--- Extrait du texte ---
== == ==

Dominique Barjolle, chercheuse engagée pour un terroir plus durable
Au menu de ce nouvel épisode de notre série consacrée à celles et ceux qui font bouger les lignes de l'alimentation, une agro-économiste qui a œuvré en sous-marin à la création de notre cher gruyère AOP, une vache, une tarte aux pommes et la défense de l'intérêt général. Bonne dégustation!
Entrée
Au troisième étage de l’Université de Lausanne, à l’Institut de géographie et durabilité (IGD), quelques pas de chercheurs et d’étudiants résonnent dans le couloir d’une centaine de mètres. Devant nous, des affiches d’exposition de peintures – avec montagnes, vache et citronniers – côtoient l’annonce d’un forum «origine, diversité et territoires» placardée sur une porte fermée. Nous ne la franchirons qu’une demi-heure plus tard, lorsqu’arrive Dominique Barjolle. Si son nom n’est guère connu, l’économiste agraire est une actrice majeure de la transition vers des systèmes agroalimentaires plus durables et de la labellisation des produits du terroir.
Tandis que deux doctorants quittent le bureau, notre regard se pose sur une énorme toile d’une vache étendue au milieu de nénuphars. Notre interlocutrice présente ses excuses dans un sourire – le premier d’une longue série. «Je suis dépassée par les événements aujourd’hui.» Le matin même, elle se soumettait à une leçon d’habilitation au titre de privat-docent sur les défis et leviers d’une transition agroécologique du système alimentaire suisse, suivie d’un entretien avec la commission de l’UNIL et sa directrice, énumère notre interlocutrice. Vu le sourire qui étire ses lèvres, on devine que celle qui dispense déjà des cours à l’ETH de Zurich pourra bientôt enseigner à Lausanne.

== == ==

Entrées du jeu de données:
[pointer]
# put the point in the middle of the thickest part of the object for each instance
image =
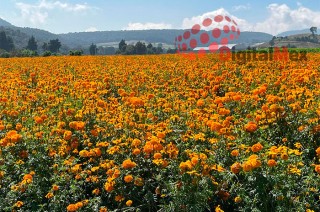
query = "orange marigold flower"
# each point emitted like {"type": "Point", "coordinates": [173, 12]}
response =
{"type": "Point", "coordinates": [84, 153]}
{"type": "Point", "coordinates": [235, 153]}
{"type": "Point", "coordinates": [236, 167]}
{"type": "Point", "coordinates": [128, 164]}
{"type": "Point", "coordinates": [135, 142]}
{"type": "Point", "coordinates": [194, 160]}
{"type": "Point", "coordinates": [200, 103]}
{"type": "Point", "coordinates": [251, 127]}
{"type": "Point", "coordinates": [318, 151]}
{"type": "Point", "coordinates": [129, 203]}
{"type": "Point", "coordinates": [119, 198]}
{"type": "Point", "coordinates": [136, 151]}
{"type": "Point", "coordinates": [272, 163]}
{"type": "Point", "coordinates": [67, 135]}
{"type": "Point", "coordinates": [72, 208]}
{"type": "Point", "coordinates": [103, 209]}
{"type": "Point", "coordinates": [237, 199]}
{"type": "Point", "coordinates": [157, 155]}
{"type": "Point", "coordinates": [256, 147]}
{"type": "Point", "coordinates": [55, 187]}
{"type": "Point", "coordinates": [128, 178]}
{"type": "Point", "coordinates": [18, 204]}
{"type": "Point", "coordinates": [38, 120]}
{"type": "Point", "coordinates": [49, 195]}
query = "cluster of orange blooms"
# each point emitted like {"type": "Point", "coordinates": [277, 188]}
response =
{"type": "Point", "coordinates": [112, 125]}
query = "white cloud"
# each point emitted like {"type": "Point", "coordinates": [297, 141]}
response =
{"type": "Point", "coordinates": [145, 26]}
{"type": "Point", "coordinates": [241, 7]}
{"type": "Point", "coordinates": [187, 23]}
{"type": "Point", "coordinates": [281, 18]}
{"type": "Point", "coordinates": [39, 12]}
{"type": "Point", "coordinates": [91, 29]}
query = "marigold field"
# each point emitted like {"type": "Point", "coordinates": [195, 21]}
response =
{"type": "Point", "coordinates": [159, 133]}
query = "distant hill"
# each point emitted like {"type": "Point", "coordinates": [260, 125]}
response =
{"type": "Point", "coordinates": [82, 40]}
{"type": "Point", "coordinates": [4, 23]}
{"type": "Point", "coordinates": [294, 32]}
{"type": "Point", "coordinates": [295, 41]}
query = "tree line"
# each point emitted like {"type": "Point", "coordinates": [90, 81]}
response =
{"type": "Point", "coordinates": [7, 48]}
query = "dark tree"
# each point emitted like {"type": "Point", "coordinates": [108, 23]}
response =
{"type": "Point", "coordinates": [159, 50]}
{"type": "Point", "coordinates": [32, 44]}
{"type": "Point", "coordinates": [313, 30]}
{"type": "Point", "coordinates": [141, 48]}
{"type": "Point", "coordinates": [93, 49]}
{"type": "Point", "coordinates": [3, 40]}
{"type": "Point", "coordinates": [45, 46]}
{"type": "Point", "coordinates": [122, 46]}
{"type": "Point", "coordinates": [10, 44]}
{"type": "Point", "coordinates": [149, 46]}
{"type": "Point", "coordinates": [6, 42]}
{"type": "Point", "coordinates": [130, 50]}
{"type": "Point", "coordinates": [54, 45]}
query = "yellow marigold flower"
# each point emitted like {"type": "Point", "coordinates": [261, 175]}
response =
{"type": "Point", "coordinates": [272, 163]}
{"type": "Point", "coordinates": [135, 142]}
{"type": "Point", "coordinates": [128, 178]}
{"type": "Point", "coordinates": [218, 209]}
{"type": "Point", "coordinates": [200, 103]}
{"type": "Point", "coordinates": [119, 198]}
{"type": "Point", "coordinates": [18, 204]}
{"type": "Point", "coordinates": [103, 209]}
{"type": "Point", "coordinates": [157, 155]}
{"type": "Point", "coordinates": [72, 208]}
{"type": "Point", "coordinates": [284, 156]}
{"type": "Point", "coordinates": [138, 182]}
{"type": "Point", "coordinates": [55, 187]}
{"type": "Point", "coordinates": [79, 205]}
{"type": "Point", "coordinates": [128, 164]}
{"type": "Point", "coordinates": [251, 127]}
{"type": "Point", "coordinates": [237, 199]}
{"type": "Point", "coordinates": [256, 147]}
{"type": "Point", "coordinates": [194, 160]}
{"type": "Point", "coordinates": [318, 151]}
{"type": "Point", "coordinates": [49, 195]}
{"type": "Point", "coordinates": [96, 191]}
{"type": "Point", "coordinates": [235, 168]}
{"type": "Point", "coordinates": [84, 153]}
{"type": "Point", "coordinates": [129, 203]}
{"type": "Point", "coordinates": [136, 151]}
{"type": "Point", "coordinates": [235, 153]}
{"type": "Point", "coordinates": [38, 120]}
{"type": "Point", "coordinates": [67, 135]}
{"type": "Point", "coordinates": [185, 165]}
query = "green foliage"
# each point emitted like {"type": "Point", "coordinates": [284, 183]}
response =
{"type": "Point", "coordinates": [6, 42]}
{"type": "Point", "coordinates": [75, 52]}
{"type": "Point", "coordinates": [32, 44]}
{"type": "Point", "coordinates": [54, 45]}
{"type": "Point", "coordinates": [93, 49]}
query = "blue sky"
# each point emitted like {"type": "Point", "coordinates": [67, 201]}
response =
{"type": "Point", "coordinates": [62, 16]}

== == ==

--- Consignes de travail ---
[A] Reproduisez à l'identique le passage du portrait de Dominique Barjolle qui commence aux mots « Tandis que deux » et s'arrête après les mots « enseigner à Lausanne. ».
[B] Indiquez si chacune des affirmations suivantes concorde avec le portrait de Dominique Barjolle, en répondant par oui ou par non et en citant à l'identique les mots décisifs du portrait : (i) L'Institut de géographie et durabilité se trouve au troisième étage de l'Université de Lausanne. (ii) Dominique Barjolle donne déjà des cours à l'ETH de Zurich. (iii) La toile du bureau représente une vache au milieu de citronniers.
[C] Prolongez le portrait de Dominique Barjolle au-delà de sa dernière phrase.
La liste ne sert à rien ici.

--- Réponses par consigne ---
[A]
Tandis que deux doctorants quittent le bureau, notre regard se pose sur une énorme toile d’une vache étendue au milieu de nénuphars. Notre interlocutrice présente ses excuses dans un sourire – le premier d’une longue série. «Je suis dépassée par les événements aujourd’hui.» Le matin même, elle se soumettait à une leçon d’habilitation au titre de privat-docent sur les défis et leviers d’une transition agroécologique du système alimentaire suisse, suivie d’un entretien avec la commission de l’UNIL et sa directrice, énumère notre interlocutrice. Vu le sourire qui étire ses lèvres, on devine que celle qui dispense déjà des cours à l’ETH de Zurich pourra bientôt enseigner à Lausanne.

[B]
(i) Oui : « Au troisième étage de l’Université de Lausanne, à l’Institut de géographie et durabilité (IGD) ».
(ii) Oui : « celle qui dispense déjà des cours à l’ETH de Zurich ».
(iii) Non : « une énorme toile d’une vache étendue au milieu de nénuphars ».

[C]
Plat principal
Derrière une tranquillité apparente et une voix calme se cache un bourreau du travail. Fin septembre, Dominique Barjolle était à Bari, en Italie, pour une conférence sur la diète méditerranéenne. Le 6 octobre, elle se rendait à Berne pour un nouveau projet de recherche. Le 11, à Fribourg, pour une table ronde sur la robotique dans l’agriculture. Le 19 octobre, ce sera Saignelégier (JU), à l’occasion du forum «origine, diversité et territoires». «Je travaille trop, c’est une maladie», pouffe notre interlocutrice. A son bureau, les mains baguées de vert – écho visuel au vert pin du chemisier et des iris – ne s’arrêtent jamais, triturent le badge accroché à la ceinture ou un sac à main – lui aussi de tonalité verte. «Mais après, je vais me reposer», promet-elle. Une trêve suisse est programmée. «Je ne suis pas du genre à partir en voyage quand je suis en vacances», s’amuse Dominique Barjolle. Le peu de temps libre à disposition est partagé entre les amis et la famille (un mari et trois enfants), au détour d’une balade en montagne ou d’une croisière lacustre avec «le p’tit bateau».
En trois décennies de recherche, Dominique Barjolle s’est autant intéressée à l’alimentation des femmes de faible statut socio-économique au Rwanda, qu’à l’appellation d’origine protégée (AOP) du gruyère et à la gestion des ressources pastorales en Albanie. Si ses recherches paraissent de prime abord abstraites, elles génèrent des répercussions bien concrètes. Vous voyez votre gruyère AOP? Avec ce label rouge et noir qui incarne une région, la fabrication traditionnelle du produit, et donc le savoir-faire des agriculteurs qui l’ont élaboré? Notre chercheuse y est pour quelque chose.